:: GOAL ::
Lines before the one containing "of the cabinet" are excluded. Repeat that line and every line after it, exactly.

:: MATERIAL SUPPLIED ::
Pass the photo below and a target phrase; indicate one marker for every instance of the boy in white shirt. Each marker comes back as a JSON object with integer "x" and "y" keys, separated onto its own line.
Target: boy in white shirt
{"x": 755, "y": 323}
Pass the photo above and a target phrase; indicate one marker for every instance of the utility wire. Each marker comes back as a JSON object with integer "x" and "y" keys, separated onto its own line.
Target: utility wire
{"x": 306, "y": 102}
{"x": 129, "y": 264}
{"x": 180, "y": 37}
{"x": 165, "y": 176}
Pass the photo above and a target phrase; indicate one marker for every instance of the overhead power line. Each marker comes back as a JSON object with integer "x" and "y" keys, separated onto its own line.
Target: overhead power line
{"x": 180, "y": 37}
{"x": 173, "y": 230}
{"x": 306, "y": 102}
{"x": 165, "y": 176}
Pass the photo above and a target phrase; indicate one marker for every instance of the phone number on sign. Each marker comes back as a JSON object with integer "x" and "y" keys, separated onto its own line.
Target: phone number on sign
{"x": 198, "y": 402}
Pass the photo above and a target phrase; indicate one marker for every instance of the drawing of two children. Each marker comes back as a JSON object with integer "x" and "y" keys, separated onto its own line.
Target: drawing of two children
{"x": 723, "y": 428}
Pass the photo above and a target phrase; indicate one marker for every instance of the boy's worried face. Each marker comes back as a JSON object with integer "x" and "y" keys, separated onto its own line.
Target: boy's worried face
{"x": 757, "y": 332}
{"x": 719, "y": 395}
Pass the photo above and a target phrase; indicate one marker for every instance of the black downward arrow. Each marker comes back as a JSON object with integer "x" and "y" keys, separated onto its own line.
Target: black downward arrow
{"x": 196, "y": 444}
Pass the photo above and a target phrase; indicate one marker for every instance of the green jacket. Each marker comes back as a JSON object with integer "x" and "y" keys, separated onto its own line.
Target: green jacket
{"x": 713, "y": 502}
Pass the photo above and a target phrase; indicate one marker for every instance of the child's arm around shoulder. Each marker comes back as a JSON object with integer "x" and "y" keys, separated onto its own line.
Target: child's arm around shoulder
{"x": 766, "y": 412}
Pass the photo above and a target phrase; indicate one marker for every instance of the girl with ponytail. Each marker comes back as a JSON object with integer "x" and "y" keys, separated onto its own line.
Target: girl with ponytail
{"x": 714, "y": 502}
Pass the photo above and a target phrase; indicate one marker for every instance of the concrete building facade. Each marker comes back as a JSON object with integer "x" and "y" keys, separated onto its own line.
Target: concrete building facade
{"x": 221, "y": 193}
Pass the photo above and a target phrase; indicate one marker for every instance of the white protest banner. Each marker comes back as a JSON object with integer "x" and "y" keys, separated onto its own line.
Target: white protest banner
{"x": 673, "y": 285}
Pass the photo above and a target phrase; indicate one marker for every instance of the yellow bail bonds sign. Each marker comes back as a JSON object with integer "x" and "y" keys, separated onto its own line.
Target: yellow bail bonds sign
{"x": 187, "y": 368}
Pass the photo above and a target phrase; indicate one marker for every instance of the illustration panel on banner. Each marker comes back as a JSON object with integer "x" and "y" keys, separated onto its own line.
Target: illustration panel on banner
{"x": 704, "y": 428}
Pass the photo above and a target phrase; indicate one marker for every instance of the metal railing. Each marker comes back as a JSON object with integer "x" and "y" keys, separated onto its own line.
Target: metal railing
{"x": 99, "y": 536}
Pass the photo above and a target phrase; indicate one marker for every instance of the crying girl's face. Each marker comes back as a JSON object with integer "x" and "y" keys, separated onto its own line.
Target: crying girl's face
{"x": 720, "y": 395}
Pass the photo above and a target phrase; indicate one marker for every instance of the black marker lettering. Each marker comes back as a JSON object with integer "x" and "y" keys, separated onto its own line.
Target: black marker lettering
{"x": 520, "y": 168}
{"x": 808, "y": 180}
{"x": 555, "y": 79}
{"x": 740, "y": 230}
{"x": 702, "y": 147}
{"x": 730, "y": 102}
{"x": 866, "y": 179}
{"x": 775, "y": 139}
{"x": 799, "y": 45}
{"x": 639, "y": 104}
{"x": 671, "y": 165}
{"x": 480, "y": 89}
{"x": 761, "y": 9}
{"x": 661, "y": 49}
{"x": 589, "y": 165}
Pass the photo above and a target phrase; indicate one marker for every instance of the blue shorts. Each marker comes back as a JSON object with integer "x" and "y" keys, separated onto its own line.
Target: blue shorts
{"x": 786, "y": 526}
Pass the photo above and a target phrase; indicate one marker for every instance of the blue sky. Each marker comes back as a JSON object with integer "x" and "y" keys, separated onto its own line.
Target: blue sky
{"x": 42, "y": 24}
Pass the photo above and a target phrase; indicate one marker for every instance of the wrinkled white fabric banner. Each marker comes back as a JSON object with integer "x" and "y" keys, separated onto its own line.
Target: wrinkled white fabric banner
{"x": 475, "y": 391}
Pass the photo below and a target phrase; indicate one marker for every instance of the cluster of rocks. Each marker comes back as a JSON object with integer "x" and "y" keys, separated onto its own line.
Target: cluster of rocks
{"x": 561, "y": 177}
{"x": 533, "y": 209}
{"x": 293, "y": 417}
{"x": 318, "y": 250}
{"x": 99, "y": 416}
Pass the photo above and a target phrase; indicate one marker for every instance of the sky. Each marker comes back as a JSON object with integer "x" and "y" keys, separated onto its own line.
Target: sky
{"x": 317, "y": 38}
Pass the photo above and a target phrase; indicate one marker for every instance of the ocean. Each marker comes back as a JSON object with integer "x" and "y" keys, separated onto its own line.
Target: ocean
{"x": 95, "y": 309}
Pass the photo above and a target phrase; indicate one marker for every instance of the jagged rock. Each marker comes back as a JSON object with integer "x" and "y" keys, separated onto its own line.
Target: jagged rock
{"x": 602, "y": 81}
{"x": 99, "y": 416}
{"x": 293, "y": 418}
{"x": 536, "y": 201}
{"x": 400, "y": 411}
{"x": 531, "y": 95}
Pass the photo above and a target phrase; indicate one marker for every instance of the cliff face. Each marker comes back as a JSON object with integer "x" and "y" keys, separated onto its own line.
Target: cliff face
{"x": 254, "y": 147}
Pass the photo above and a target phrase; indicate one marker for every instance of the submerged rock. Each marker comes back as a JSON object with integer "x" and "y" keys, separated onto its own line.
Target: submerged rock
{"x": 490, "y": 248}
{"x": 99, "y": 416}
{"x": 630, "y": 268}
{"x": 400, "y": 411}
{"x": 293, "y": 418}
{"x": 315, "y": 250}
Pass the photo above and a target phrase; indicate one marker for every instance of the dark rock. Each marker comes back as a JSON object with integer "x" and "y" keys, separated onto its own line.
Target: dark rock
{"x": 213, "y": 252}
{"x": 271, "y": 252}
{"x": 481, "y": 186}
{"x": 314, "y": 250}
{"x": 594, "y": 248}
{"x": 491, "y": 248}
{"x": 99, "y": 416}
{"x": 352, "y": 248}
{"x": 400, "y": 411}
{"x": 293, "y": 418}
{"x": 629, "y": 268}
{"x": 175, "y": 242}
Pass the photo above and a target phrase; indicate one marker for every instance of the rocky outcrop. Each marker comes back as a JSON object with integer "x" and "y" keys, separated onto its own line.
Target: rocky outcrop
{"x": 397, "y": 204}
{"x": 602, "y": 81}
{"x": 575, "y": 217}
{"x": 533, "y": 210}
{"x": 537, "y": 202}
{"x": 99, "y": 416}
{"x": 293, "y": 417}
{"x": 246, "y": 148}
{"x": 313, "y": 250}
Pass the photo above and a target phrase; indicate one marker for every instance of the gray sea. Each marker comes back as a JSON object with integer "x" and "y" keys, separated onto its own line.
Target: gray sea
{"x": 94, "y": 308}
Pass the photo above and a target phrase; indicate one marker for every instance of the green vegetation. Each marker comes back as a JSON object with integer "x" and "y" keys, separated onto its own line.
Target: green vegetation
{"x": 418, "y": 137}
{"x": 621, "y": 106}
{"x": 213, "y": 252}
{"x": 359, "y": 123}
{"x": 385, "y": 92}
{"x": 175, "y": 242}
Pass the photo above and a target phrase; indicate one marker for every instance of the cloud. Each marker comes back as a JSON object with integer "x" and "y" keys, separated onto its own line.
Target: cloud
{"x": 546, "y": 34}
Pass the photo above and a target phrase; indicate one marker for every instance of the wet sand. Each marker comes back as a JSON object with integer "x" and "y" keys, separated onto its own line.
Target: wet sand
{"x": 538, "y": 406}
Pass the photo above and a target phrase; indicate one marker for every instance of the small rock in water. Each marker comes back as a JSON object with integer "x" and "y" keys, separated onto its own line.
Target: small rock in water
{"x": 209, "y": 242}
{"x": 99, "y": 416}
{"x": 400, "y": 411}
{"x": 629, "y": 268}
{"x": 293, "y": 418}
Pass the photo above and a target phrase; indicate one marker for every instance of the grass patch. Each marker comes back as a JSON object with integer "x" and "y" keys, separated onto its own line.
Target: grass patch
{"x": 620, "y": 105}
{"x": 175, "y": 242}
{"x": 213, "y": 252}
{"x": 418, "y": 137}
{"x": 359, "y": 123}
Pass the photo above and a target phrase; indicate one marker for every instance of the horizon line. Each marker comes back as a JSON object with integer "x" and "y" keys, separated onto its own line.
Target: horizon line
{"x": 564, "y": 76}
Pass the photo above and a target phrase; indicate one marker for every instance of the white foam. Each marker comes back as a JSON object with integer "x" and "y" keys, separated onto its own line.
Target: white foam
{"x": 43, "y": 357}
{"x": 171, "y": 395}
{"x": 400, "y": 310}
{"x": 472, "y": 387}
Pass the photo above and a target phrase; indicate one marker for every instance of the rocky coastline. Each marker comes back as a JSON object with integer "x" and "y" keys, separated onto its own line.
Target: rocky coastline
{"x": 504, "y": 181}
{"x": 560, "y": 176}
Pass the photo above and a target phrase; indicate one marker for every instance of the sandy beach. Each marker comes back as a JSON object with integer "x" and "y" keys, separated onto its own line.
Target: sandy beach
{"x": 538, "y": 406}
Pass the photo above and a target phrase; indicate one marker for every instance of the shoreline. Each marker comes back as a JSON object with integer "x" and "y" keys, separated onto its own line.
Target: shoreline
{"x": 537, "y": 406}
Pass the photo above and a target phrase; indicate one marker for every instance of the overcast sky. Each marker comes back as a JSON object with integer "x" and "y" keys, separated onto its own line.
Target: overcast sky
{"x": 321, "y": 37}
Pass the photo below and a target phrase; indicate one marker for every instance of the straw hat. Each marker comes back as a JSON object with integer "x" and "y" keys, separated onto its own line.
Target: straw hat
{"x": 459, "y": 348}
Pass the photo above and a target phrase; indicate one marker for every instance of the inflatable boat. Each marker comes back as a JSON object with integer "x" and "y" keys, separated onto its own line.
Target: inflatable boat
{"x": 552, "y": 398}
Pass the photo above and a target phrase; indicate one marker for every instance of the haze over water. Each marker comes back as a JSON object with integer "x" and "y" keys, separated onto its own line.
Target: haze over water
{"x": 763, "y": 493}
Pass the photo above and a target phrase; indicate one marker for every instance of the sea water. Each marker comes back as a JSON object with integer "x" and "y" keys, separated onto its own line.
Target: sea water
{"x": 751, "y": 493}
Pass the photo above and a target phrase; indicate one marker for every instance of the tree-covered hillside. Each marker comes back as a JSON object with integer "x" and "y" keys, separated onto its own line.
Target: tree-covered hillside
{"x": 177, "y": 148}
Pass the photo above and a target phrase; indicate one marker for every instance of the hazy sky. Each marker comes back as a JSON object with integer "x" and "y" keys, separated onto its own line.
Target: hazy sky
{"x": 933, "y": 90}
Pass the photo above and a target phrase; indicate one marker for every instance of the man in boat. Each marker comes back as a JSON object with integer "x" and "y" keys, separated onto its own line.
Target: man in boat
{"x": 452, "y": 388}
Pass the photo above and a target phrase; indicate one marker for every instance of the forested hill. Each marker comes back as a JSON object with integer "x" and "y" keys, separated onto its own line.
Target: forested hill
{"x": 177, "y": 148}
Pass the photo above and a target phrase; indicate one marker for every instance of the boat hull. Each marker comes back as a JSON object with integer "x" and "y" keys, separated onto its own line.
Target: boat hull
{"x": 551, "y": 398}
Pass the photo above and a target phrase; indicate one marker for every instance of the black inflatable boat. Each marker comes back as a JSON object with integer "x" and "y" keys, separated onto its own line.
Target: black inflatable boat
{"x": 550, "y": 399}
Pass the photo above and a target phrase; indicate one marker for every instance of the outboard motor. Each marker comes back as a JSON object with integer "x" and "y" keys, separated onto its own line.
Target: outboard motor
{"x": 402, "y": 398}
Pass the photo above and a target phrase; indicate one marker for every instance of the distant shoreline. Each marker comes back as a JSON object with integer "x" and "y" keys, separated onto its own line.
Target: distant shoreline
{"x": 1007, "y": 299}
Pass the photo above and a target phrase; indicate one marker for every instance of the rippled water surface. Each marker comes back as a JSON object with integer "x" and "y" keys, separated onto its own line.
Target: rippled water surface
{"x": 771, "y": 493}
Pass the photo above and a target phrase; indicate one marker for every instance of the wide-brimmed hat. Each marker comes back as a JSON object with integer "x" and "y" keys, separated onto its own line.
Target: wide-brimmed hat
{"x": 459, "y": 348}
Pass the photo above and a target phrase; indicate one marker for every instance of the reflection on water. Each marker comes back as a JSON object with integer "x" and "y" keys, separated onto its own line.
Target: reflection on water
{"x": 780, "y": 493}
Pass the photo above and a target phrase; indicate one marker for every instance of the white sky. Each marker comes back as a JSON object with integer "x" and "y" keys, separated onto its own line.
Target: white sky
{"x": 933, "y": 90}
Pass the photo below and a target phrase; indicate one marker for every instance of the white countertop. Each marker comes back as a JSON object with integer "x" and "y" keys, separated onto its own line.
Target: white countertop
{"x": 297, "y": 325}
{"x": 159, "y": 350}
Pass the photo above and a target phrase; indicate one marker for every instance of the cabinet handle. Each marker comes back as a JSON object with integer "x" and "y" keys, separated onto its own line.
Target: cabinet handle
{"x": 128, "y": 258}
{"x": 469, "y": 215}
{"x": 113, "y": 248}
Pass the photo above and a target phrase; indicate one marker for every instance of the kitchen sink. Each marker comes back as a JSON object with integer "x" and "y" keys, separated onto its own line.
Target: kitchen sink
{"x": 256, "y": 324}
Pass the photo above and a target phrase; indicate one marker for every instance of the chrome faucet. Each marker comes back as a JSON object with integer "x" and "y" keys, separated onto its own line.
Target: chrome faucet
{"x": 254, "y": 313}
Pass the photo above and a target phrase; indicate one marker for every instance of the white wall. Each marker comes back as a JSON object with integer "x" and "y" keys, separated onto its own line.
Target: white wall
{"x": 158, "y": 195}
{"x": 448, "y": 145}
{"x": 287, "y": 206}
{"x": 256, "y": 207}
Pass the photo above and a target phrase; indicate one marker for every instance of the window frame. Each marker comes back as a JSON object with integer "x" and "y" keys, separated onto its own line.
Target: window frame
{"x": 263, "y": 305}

:: FINISHED ANSWER ::
Pass the photo above and a target phrase; indicate one marker for every instance of the cabinet handle. Each marker comes back as a JSON object with integer "x" and "y" keys, separated onto its own line.
Target: cabinet handle
{"x": 128, "y": 258}
{"x": 469, "y": 215}
{"x": 113, "y": 248}
Pass the photo above and a target phrase; indicate one marker for every instance of the kitchen sink. Each marker comes back as a JSON object with integer "x" and "y" keys, separated onto its own line.
Target: kitchen sink
{"x": 256, "y": 324}
Pass the photo above and a target phrase; indicate one marker for every instance of the chrome faucet. Each marker comes back as a JSON object with integer "x" and "y" keys, separated onto its own line.
Target: chrome faucet
{"x": 254, "y": 313}
Pass the photo above and a target phrase; indicate one marker for every instance of the white wall. Each marker comes back as a JSON object with integer "x" and "y" keys, separated onto its own line.
Target: white wall
{"x": 158, "y": 195}
{"x": 448, "y": 145}
{"x": 287, "y": 206}
{"x": 256, "y": 207}
Pass the photo above and a target phrase; indicate one marker for every instance of the window frame. Each marker comes back as a JSON object with integer "x" and "y" keys, separated onto its own line.
Target: window frame
{"x": 263, "y": 305}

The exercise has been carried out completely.